▶ **Your goal**
Below are records; reproduce exactly the lines from the first through the one containing "1437, row 173.".

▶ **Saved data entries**
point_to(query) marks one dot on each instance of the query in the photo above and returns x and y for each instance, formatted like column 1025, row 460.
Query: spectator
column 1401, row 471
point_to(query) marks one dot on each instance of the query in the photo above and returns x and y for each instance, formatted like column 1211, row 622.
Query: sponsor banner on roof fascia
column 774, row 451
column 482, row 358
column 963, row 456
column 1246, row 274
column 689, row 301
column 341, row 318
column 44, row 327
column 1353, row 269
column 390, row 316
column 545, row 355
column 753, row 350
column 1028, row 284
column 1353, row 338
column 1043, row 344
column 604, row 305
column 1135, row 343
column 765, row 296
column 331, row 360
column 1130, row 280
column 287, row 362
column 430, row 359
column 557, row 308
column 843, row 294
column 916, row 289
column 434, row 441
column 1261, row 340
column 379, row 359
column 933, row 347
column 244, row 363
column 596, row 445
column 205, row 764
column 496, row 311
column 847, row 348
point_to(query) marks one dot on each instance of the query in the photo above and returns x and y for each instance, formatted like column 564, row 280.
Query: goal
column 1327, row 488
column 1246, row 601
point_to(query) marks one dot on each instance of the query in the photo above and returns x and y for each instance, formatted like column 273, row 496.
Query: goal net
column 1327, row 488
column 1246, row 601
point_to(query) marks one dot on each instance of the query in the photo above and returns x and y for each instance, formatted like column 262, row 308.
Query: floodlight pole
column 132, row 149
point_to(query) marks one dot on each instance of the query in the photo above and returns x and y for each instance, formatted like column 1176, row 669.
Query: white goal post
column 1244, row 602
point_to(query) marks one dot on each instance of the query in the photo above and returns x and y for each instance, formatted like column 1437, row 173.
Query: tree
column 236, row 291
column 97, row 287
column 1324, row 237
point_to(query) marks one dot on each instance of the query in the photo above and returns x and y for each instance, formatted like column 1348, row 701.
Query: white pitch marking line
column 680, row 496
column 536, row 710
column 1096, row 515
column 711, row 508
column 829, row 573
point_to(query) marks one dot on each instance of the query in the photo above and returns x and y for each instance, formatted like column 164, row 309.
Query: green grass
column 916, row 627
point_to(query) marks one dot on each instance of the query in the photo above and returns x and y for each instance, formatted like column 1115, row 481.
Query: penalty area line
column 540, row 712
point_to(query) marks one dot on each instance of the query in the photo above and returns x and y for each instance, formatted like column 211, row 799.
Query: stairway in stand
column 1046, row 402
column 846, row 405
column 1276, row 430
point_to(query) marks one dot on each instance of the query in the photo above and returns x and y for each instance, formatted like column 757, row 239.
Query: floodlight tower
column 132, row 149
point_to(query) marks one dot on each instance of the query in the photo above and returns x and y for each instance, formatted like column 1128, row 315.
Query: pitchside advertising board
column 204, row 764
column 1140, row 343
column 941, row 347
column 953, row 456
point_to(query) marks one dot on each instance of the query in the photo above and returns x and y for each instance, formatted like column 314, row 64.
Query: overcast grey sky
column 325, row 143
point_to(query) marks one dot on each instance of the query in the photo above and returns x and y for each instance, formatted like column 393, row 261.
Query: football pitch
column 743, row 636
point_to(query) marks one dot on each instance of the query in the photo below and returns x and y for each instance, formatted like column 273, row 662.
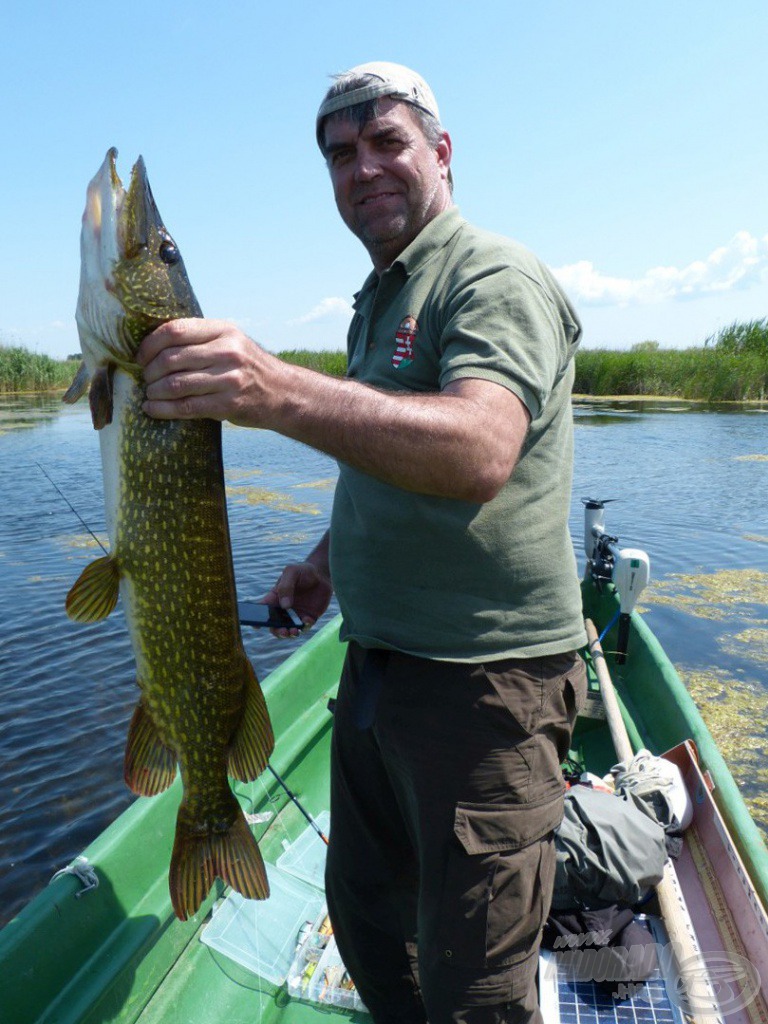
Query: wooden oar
column 671, row 900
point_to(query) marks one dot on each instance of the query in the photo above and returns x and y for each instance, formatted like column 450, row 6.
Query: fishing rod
column 67, row 500
column 296, row 801
column 289, row 793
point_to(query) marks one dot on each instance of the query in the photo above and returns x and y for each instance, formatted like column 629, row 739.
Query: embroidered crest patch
column 403, row 342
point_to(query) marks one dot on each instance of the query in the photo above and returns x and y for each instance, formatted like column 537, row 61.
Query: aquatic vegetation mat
column 273, row 499
column 736, row 714
column 710, row 595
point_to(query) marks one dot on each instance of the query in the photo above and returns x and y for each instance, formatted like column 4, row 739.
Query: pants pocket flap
column 488, row 827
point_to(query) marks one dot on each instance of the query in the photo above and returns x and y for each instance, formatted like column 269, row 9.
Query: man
column 450, row 554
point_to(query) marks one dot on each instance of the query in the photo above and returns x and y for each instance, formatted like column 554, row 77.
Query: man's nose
column 367, row 166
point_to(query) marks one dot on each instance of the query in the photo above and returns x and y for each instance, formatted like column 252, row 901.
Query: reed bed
column 22, row 371
column 732, row 366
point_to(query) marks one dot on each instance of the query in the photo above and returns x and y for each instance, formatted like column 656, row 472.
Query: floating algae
column 736, row 714
column 325, row 484
column 273, row 499
column 756, row 641
column 83, row 541
column 288, row 539
column 699, row 594
column 241, row 474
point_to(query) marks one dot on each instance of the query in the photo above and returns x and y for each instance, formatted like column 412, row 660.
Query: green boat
column 81, row 953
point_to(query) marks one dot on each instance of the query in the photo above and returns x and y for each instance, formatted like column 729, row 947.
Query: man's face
column 388, row 181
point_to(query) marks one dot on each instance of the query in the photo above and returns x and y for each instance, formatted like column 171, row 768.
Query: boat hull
column 119, row 954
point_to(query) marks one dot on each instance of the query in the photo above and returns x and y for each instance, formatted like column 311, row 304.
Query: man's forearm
column 454, row 443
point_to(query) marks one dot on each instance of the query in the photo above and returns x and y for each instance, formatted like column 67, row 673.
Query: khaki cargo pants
column 445, row 788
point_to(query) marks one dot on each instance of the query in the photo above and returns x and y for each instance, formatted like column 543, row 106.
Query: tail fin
column 199, row 858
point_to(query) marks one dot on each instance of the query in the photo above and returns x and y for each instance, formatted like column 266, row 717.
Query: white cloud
column 330, row 308
column 741, row 262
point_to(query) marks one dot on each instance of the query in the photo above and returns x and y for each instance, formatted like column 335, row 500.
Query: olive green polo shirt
column 435, row 577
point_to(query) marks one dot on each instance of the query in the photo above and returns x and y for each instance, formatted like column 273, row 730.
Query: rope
column 82, row 870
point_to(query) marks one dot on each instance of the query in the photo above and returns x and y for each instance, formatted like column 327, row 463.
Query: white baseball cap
column 393, row 80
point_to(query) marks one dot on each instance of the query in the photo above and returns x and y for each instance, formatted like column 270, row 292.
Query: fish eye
column 169, row 253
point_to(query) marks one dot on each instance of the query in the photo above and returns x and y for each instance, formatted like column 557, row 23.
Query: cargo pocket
column 498, row 883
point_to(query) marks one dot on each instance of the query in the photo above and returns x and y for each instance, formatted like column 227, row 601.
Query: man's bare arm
column 462, row 442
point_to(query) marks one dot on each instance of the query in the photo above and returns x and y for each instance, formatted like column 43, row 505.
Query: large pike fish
column 170, row 558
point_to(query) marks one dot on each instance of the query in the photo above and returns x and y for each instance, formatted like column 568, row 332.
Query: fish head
column 132, row 276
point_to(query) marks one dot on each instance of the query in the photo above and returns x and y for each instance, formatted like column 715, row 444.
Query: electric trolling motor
column 627, row 568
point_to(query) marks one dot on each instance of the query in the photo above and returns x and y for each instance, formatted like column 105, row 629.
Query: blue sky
column 625, row 143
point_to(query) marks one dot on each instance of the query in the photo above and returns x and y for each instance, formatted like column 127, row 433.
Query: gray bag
column 608, row 851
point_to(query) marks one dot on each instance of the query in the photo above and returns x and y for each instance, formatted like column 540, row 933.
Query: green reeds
column 25, row 371
column 334, row 364
column 732, row 366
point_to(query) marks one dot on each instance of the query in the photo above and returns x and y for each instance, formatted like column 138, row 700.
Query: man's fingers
column 178, row 333
column 196, row 408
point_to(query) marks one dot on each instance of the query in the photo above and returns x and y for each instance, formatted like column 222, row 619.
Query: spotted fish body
column 170, row 561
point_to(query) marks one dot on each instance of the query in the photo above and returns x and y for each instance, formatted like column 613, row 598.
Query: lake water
column 691, row 484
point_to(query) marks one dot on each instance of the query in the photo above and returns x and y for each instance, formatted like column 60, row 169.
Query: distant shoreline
column 731, row 367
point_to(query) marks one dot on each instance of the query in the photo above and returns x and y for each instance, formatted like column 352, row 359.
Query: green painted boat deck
column 118, row 954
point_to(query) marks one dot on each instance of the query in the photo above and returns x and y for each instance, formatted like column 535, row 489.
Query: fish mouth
column 117, row 221
column 103, row 207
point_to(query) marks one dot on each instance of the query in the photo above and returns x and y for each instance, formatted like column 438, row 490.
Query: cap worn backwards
column 393, row 80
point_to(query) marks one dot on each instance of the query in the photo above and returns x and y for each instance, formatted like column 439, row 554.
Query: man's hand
column 305, row 589
column 208, row 369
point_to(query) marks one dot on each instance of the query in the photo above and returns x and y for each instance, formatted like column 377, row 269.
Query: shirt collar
column 432, row 238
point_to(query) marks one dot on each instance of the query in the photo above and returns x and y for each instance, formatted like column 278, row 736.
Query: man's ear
column 444, row 152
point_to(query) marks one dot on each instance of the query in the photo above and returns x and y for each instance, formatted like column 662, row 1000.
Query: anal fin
column 253, row 741
column 150, row 766
column 198, row 859
column 95, row 592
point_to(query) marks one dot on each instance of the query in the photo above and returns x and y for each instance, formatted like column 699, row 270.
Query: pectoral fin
column 254, row 741
column 78, row 387
column 150, row 765
column 100, row 396
column 95, row 593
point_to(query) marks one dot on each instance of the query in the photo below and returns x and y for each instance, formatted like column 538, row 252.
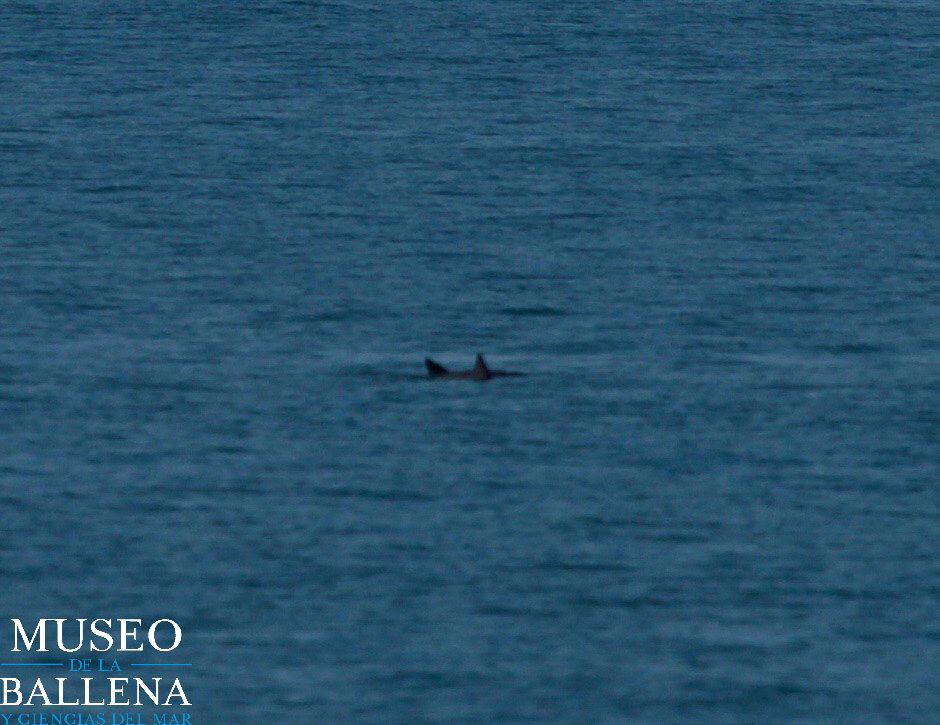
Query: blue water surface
column 230, row 231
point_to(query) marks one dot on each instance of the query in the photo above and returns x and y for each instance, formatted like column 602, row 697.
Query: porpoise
column 480, row 371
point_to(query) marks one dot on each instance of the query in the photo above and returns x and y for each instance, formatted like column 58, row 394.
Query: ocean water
column 706, row 231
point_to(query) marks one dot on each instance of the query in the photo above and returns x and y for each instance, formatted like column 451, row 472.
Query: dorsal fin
column 434, row 369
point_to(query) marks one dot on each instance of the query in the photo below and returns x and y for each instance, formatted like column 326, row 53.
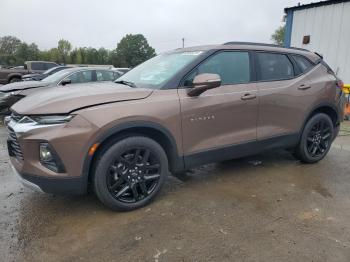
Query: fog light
column 49, row 158
column 45, row 153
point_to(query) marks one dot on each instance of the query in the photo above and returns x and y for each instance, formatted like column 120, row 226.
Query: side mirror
column 66, row 82
column 204, row 82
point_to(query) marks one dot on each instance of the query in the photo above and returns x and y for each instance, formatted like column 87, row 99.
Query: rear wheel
column 316, row 139
column 130, row 173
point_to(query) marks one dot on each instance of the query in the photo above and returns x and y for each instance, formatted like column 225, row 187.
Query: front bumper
column 69, row 140
column 52, row 185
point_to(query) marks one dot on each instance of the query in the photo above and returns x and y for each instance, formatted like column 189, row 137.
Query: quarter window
column 38, row 66
column 232, row 67
column 274, row 67
column 303, row 63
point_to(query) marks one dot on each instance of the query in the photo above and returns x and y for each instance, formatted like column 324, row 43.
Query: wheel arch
column 325, row 108
column 151, row 130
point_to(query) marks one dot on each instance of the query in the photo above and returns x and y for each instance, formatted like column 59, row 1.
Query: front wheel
column 130, row 173
column 316, row 139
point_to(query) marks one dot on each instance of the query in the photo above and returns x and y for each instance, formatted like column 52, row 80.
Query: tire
column 14, row 79
column 316, row 139
column 126, row 177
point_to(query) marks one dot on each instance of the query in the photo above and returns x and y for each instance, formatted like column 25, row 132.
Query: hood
column 18, row 86
column 30, row 75
column 65, row 99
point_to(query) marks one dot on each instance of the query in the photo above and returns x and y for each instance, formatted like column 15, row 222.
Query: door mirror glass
column 66, row 82
column 204, row 82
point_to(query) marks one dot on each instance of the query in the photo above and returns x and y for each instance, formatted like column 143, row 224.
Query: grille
column 13, row 146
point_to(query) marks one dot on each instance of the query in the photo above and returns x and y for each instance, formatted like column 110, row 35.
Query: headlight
column 7, row 94
column 46, row 120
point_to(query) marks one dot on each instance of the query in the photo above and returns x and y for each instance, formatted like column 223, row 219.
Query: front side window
column 81, row 77
column 104, row 75
column 157, row 71
column 273, row 66
column 232, row 67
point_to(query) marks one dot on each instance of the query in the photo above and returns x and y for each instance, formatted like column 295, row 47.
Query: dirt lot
column 268, row 207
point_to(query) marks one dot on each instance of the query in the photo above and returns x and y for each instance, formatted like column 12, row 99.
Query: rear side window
column 102, row 75
column 232, row 67
column 50, row 65
column 273, row 66
column 303, row 63
column 38, row 66
column 81, row 77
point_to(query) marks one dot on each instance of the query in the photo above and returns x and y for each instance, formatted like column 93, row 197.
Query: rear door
column 221, row 117
column 284, row 94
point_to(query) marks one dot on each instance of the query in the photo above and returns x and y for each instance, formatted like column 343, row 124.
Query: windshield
column 158, row 70
column 56, row 76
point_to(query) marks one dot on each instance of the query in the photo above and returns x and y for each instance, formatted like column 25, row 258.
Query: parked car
column 14, row 74
column 11, row 93
column 176, row 111
column 38, row 76
column 122, row 69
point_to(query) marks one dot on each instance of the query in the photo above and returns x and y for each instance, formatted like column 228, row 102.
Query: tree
column 9, row 45
column 133, row 50
column 64, row 48
column 278, row 36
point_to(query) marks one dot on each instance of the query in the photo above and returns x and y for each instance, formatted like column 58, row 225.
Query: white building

▶ **Reply to the task**
point_to(query) marks one dot on each instance of the query in the photo above and returns x and y for each instance, formatted like column 1025, row 460.
Query: spectator
column 1401, row 471
point_to(query) marks one dot on each instance of the query in the photo above and returns x and y for each instance, formatted like column 1211, row 622.
Query: sponsor banner on roof fascia
column 774, row 451
column 482, row 358
column 963, row 456
column 1246, row 274
column 689, row 301
column 341, row 318
column 44, row 327
column 1353, row 269
column 390, row 316
column 545, row 355
column 753, row 350
column 1028, row 284
column 1353, row 338
column 1043, row 344
column 604, row 305
column 1135, row 343
column 765, row 296
column 331, row 360
column 1130, row 280
column 287, row 362
column 430, row 359
column 557, row 308
column 843, row 294
column 916, row 289
column 434, row 441
column 1261, row 340
column 379, row 359
column 933, row 347
column 244, row 363
column 596, row 445
column 205, row 764
column 496, row 311
column 847, row 348
point_to(query) marks one dot on each instance of the query in the photo above and returns x and y for each instance, formatted like column 564, row 280.
Query: goal
column 1327, row 488
column 1246, row 601
point_to(query) marks one dot on each instance of the query in the photo above and returns x and y for each instance, formatted like column 273, row 496.
Query: goal net
column 1327, row 488
column 1246, row 601
point_to(query) marks one dot on each instance of the query in the photo above and returns x and y for each instance, formatted like column 262, row 308.
Query: floodlight pole
column 132, row 149
point_to(query) marks one dot on each instance of the query in the photo above and returns x and y for each instance, formatted like column 1176, row 669.
Query: white goal post
column 1244, row 602
point_to(query) marks one dot on each instance of the query in the photo above and returns x and y for each instance, formatted like column 1437, row 173.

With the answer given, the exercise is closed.